Find each line of the entries with the string "train", please, and copy it.

↓↓↓

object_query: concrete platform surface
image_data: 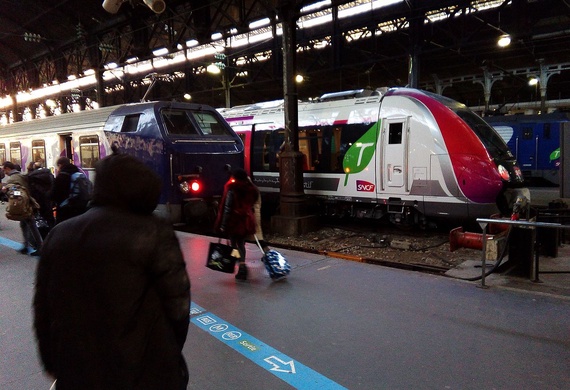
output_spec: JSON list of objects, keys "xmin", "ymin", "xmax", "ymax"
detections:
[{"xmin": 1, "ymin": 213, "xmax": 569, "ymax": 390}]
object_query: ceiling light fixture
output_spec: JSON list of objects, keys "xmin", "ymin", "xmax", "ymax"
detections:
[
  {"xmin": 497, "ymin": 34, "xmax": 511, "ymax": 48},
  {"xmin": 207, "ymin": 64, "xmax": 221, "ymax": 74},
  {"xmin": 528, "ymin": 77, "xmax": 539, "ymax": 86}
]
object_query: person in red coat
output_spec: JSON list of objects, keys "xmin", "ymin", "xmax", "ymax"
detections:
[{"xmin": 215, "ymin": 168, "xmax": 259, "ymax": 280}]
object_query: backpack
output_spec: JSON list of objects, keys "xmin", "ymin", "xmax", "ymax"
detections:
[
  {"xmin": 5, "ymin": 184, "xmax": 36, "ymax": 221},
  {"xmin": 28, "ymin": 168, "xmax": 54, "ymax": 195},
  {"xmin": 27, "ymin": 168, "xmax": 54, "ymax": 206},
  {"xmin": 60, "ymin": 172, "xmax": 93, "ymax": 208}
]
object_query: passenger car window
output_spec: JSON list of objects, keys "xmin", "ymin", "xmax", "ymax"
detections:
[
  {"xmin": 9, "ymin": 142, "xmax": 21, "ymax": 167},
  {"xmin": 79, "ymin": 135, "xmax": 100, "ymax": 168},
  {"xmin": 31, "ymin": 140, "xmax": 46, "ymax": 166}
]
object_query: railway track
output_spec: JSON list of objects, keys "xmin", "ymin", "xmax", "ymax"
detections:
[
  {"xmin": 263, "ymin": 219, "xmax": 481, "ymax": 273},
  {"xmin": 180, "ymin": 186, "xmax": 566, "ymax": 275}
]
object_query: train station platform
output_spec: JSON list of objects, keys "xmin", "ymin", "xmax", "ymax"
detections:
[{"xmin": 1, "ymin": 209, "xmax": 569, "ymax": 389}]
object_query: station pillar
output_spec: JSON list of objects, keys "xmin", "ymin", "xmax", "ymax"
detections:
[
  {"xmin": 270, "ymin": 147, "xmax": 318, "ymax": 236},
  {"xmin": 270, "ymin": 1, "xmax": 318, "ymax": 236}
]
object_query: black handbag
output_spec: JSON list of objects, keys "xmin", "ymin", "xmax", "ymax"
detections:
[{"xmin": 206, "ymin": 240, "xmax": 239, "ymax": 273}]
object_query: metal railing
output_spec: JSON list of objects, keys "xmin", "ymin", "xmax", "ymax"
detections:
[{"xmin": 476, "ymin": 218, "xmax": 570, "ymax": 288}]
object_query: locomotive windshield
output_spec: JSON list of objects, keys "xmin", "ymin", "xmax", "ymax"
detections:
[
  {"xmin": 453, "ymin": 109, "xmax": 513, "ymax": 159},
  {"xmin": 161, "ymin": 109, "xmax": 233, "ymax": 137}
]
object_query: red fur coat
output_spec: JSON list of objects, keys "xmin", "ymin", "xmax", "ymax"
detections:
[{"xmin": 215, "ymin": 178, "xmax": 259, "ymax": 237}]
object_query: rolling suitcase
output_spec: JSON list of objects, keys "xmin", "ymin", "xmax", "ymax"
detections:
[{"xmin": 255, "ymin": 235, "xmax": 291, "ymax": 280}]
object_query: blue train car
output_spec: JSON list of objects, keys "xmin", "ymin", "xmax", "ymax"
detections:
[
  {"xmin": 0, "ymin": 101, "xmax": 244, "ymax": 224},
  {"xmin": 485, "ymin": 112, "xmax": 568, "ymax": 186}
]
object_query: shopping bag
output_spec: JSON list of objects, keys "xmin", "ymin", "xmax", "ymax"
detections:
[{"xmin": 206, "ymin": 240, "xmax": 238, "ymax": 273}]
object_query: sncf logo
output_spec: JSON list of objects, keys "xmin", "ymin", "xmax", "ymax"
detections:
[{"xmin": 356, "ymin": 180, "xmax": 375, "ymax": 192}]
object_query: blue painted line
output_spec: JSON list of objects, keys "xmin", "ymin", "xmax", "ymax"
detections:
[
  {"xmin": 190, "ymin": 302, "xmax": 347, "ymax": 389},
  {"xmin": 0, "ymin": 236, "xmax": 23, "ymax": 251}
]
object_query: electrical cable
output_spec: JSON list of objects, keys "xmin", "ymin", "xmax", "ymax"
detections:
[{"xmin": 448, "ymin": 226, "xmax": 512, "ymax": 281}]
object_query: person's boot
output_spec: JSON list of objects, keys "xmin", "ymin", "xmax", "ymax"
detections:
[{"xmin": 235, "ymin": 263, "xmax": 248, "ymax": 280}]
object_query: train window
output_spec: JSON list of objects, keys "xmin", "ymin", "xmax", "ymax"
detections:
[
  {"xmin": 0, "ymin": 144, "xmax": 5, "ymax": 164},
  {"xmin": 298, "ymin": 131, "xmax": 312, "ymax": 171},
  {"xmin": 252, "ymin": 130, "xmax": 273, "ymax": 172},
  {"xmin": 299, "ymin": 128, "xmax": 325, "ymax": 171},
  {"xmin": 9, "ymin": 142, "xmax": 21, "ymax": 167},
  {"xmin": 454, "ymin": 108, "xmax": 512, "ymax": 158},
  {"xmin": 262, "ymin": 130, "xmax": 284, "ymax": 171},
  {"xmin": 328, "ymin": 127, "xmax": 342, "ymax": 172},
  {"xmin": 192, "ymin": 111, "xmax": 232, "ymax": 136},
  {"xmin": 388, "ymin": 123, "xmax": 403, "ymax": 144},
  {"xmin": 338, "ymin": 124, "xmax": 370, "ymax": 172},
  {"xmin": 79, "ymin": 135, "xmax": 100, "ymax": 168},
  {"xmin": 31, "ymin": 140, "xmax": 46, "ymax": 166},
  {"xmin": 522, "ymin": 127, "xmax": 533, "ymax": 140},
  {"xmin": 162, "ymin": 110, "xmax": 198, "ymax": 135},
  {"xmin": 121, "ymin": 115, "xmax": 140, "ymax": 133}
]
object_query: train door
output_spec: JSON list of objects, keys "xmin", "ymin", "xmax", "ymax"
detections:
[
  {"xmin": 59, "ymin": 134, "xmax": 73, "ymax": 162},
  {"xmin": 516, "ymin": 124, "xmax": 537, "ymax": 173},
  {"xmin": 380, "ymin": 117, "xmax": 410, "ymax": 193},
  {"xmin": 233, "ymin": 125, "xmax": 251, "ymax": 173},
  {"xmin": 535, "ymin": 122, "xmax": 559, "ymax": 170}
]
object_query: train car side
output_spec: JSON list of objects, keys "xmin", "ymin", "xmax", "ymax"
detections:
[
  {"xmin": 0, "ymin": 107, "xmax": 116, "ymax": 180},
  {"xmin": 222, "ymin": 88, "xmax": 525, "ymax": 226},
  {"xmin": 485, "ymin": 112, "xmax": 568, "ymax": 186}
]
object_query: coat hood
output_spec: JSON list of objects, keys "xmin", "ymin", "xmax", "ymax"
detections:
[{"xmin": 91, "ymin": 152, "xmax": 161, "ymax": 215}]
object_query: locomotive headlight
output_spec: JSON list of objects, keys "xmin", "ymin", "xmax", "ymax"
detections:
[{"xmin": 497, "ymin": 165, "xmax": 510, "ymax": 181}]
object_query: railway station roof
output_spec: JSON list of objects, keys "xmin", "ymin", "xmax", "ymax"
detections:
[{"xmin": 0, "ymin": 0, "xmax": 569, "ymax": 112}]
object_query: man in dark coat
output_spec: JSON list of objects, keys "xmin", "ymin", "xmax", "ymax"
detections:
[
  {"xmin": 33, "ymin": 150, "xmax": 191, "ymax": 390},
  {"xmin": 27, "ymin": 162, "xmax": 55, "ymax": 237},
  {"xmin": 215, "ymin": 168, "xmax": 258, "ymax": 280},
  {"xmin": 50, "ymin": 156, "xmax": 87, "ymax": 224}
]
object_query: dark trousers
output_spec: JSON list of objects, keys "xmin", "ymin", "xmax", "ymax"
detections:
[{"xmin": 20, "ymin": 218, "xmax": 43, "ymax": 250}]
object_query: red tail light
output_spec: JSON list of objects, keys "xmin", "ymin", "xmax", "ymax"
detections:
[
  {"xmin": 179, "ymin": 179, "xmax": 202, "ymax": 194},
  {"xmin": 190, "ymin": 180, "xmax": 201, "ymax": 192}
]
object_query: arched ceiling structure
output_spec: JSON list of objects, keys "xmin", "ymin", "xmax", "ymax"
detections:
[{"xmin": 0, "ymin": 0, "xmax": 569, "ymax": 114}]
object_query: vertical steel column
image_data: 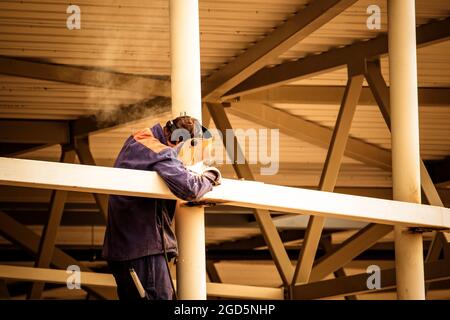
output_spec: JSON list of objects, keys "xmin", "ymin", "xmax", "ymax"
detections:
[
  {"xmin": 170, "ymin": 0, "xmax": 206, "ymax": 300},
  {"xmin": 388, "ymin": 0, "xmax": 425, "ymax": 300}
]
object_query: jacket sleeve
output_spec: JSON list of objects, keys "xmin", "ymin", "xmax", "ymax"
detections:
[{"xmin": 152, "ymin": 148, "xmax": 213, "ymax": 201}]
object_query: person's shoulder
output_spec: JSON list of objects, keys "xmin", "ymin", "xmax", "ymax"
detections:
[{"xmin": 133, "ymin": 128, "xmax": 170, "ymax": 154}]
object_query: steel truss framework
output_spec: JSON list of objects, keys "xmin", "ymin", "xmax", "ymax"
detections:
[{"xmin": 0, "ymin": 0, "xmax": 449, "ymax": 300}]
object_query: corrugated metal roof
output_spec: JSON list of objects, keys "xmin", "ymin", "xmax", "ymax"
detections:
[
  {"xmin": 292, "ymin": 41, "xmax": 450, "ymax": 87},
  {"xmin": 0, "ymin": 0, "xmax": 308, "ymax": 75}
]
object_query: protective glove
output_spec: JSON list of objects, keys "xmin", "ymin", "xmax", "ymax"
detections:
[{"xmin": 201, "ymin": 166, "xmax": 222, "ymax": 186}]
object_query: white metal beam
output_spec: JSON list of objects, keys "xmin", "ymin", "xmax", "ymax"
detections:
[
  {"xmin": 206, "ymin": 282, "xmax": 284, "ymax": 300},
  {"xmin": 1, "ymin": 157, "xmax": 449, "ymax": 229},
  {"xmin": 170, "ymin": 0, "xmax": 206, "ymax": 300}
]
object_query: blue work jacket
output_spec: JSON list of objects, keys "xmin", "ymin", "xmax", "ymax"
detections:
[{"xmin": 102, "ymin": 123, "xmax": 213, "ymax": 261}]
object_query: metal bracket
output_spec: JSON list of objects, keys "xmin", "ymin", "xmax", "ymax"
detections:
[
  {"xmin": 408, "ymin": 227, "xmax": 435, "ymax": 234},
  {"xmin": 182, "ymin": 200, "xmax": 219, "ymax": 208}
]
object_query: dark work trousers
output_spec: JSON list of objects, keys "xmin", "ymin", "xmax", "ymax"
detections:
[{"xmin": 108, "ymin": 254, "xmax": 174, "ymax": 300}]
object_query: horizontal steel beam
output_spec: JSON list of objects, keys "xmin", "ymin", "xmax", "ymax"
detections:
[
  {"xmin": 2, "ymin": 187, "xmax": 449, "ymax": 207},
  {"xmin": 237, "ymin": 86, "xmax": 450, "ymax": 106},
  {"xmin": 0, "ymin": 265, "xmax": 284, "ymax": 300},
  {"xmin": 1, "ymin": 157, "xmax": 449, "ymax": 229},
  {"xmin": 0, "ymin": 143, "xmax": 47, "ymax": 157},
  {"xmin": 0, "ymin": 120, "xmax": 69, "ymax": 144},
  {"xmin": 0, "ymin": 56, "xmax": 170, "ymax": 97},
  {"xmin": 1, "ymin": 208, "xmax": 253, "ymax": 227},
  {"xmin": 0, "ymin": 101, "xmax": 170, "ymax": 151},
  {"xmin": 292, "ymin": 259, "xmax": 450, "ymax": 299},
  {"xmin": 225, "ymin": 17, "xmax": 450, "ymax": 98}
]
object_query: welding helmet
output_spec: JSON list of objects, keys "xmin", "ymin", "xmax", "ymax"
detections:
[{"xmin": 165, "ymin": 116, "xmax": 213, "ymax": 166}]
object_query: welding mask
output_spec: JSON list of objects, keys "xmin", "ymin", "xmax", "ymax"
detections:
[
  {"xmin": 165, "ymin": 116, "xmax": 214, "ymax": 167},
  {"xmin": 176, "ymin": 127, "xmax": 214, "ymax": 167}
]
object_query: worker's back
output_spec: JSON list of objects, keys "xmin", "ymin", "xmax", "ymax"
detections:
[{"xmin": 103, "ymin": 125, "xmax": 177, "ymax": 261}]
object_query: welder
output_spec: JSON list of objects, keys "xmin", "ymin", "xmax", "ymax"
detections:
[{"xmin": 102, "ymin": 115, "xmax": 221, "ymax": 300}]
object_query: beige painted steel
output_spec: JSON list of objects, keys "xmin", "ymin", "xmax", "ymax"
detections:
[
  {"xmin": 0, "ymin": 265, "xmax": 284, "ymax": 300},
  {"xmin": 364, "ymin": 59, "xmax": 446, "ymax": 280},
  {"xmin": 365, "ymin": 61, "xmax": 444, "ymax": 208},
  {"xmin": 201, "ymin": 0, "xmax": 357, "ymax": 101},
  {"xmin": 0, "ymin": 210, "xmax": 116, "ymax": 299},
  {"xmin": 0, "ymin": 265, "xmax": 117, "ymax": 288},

↑↑↑

Result for this task:
object_query: train station platform
object_query: blue train car
object_query: train window
object_query: train door
object_query: train car side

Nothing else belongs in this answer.